● Directions for this task
Please answer from the Cassandra 4.0 mailing-list thread: what does Paulo Motta suggest doing with low-severity bugs?

● Quoted text
* * * * * * *
Re: Cassandra Contributor Meeting to focus on outstanding 4.0 issues

2020-09-29 Thread Josh McKenzie

Not that I know of. Perhaps we should add a new ticket to the quality epic
to track flakey and failing tests? (@cc Josh/Jordan)

Either a separate epic or a ticket w/sub-tasks either work well in terms of
organization. There's value in having one place to go to cleanly pull that
kind of work so I have a slight bias towards an independent epic for 4.0
test *fixing* instead of mixing the "new ways to test" with "cleaning up
the testing ways we know".

---
Josh McKenzie



On Tue, Sep 29, 2020 at 8:34 AM, Paulo Motta 
wrote:

> Thanks for bringing up these valuable points, Mick! In fact we focused on
> the quality epic so far but there is a lot more stuff unaddressed. I
> commented some of the points you brought up below:
>
> How will we ensure this QA persists, so it's not a manual checklist
>
> every release?
>
> This is a great question but I believe it warrants a separate discussion
> as part of a larger discussion on improving our development/quality process
> post-4.0.
>
> *** CASSANDRA-15234 – Standardise config and JVM parameters - It looks
>
> like we have dropped the ball on this.
>
> It's sad that we dropped the ball on this important change but now I think
> it's too late to make these changes as it will bring entropy towards
> stabilizing 4.0. In that sense I think we should postpone this to the next
> major and prioritize it earlier in the next cycle.
>
> Do all remaining flakey and failing units and dtests have jira tickets
>
> entered for 4.0-beta? Has the same been done, at least with rough
> grouping, for the upgrade tests? Are these tied to the testing epics in any
> way?
>
> Not that I know of. Perhaps we should add a new ticket to the quality epic
> to track flakey and failing tests? (@cc Josh/Jordan)
>
> Has any triage efforts happened here?
>
> Not that I know of but maybe Josh/Jordan/Jon (J^3) are planning on looking
> at it. I can take a stab at triaging some of these tickets.
>
> Do triaged bugs in this list get moved to fix version "4.x" ?
>
> I think in the spirit of expediting 4.0RC release we should mark bugs with
> low severity (ie. those with a simple workaround) to 4.0.1. Any bug with
> medium-high severity should be marked as 4.0-rc to favor stability.
>
> Are we duplicating efforts in the testing epics when others have already
>
> identified and reported the bugs but we just haven't triage them?
* * * * * * *
● Supplied information
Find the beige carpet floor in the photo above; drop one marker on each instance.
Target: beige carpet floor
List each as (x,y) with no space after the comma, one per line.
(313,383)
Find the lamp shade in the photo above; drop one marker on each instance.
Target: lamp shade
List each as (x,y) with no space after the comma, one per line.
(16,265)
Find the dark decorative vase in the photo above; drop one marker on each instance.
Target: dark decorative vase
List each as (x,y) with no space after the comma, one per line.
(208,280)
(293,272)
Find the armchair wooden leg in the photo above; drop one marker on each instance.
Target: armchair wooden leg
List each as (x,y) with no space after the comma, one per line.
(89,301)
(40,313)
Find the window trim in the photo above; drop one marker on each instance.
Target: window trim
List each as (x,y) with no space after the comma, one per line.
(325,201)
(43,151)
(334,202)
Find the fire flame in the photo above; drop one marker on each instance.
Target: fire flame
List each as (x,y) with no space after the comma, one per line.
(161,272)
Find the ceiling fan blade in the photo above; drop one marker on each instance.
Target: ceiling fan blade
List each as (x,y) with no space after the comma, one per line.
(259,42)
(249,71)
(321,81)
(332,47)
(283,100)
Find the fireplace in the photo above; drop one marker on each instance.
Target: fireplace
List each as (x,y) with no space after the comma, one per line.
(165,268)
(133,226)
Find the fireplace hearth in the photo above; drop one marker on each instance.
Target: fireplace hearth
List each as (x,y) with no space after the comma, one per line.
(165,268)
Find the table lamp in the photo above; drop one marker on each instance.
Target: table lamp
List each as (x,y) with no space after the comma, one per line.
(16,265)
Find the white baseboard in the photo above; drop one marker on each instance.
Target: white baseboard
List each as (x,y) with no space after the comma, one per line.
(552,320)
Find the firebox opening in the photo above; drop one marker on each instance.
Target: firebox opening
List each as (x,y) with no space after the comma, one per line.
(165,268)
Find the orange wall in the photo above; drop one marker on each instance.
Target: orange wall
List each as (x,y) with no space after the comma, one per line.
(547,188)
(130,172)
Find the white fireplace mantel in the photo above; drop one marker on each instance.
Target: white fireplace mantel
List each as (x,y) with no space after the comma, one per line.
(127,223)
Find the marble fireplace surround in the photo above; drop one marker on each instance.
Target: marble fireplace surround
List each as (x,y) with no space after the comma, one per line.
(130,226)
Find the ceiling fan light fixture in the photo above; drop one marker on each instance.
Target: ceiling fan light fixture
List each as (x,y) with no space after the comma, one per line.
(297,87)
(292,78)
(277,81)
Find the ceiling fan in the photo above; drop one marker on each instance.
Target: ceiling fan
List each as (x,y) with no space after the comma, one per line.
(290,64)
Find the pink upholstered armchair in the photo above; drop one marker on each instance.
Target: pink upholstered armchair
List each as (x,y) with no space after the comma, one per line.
* * * * * * *
● Answer to the task
Mark them for 4.0.1.